*Source document*
-=-=-=-=-

We take this action knowing we will be criticized for it by
the President’s defenders, by some in journalism, and perhaps by some of you.
And while it would be nice to have company as we change course, we anticipate
that others in the news media will stick with the traditional approach to
covering presidents.
This we cannot in good conscience do.
Switching to emergency mode means our coverage will look
different and work in a different way, as we try to prevent the President from
misinforming you through us. Here are the major changes:
* We will not cover live any speech, rally, or press
conference involving the president. The risk of passing along bad information
is too great. Instead, we will attend carefully to what he says. If we can
independently verify any important news he announces we will bring that to you—
after the verification step.
* We plan to suspend normal relations with the Trump White
House. That means we won’t be attending briefings. (We can watch them on TV.)
We won’t gather around him as he departs in his helicopter. We won’t join in
any off-the-record “background” sessions with Administration officials. We
won’t enter into agreements of any kind with the Trump team, which includes those
nameless “senior advisers” who mysteriously show up in news stories.
* We have always tried to quote public officials accurately,
including President Trump. In emergency mode we add a further check. In
addition to, “does this fairly represent what he said?” we will ask: is what he
said something we should be amplifying? If it is simply meant to demonize a
group of people, rewrite a history that now embarrasses the President, or
extend his hate campaign against journalists who are doing their job, we may
decide not to amplify it, even though it happened. An old tenet of White House
reporting states that what the president says makes news— automatically, as it
were. Today we are disabling that autoplay system and replacing it with a
manual one.
* In general, we will be shifting the focus of our coverage
from what President Trump is saying to what his government is doing. We will be
de-emphasizing the entire White House beat and adding people who can penetrate
the bureaucracy from the rim, rather than the center of the distortion machine.

-=-=-=-=-

*What you are asked to do*
Could you quote the statement above on emergency-mode coverage of the President in full, word for word?

*Data shown*

-=-=-=-=-

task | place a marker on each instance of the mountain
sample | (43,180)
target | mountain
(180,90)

-=-=-=-=-

*The result*
We take this action knowing we will be criticized for it by
the President’s defenders, by some in journalism, and perhaps by some of you.
And while it would be nice to have company as we change course, we anticipate
that others in the news media will stick with the traditional approach to
covering presidents.
This we cannot in good conscience do.
Switching to emergency mode means our coverage will look
different and work in a different way, as we try to prevent the President from
misinforming you through us. Here are the major changes:
* We will not cover live any speech, rally, or press
conference involving the president. The risk of passing along bad information
is too great. Instead, we will attend carefully to what he says. If we can
independently verify any important news he announces we will bring that to you—
after the verification step.
* We plan to suspend normal relations with the Trump White
House. That means we won’t be attending briefings. (We can watch them on TV.)
We won’t gather around him as he departs in his helicopter. We won’t join in
any off-the-record “background” sessions with Administration officials. We
won’t enter into agreements of any kind with the Trump team, which includes those
nameless “senior advisers” who mysteriously show up in news stories.
* We have always tried to quote public officials accurately,
including President Trump. In emergency mode we add a further check. In
addition to, “does this fairly represent what he said?” we will ask: is what he
said something we should be amplifying? If it is simply meant to demonize a
group of people, rewrite a history that now embarrasses the President, or
extend his hate campaign against journalists who are doing their job, we may
decide not to amplify it, even though it happened. An old tenet of White House
reporting states that what the president says makes news— automatically, as it
were. Today we are disabling that autoplay system and replacing it with a
manual one.
* In general, we will be shifting the focus of our coverage
from what President Trump is saying to what his government is doing. We will be
de-emphasizing the entire White House beat and adding people who can penetrate
the bureaucracy from the rim, rather than the center of the distortion machine.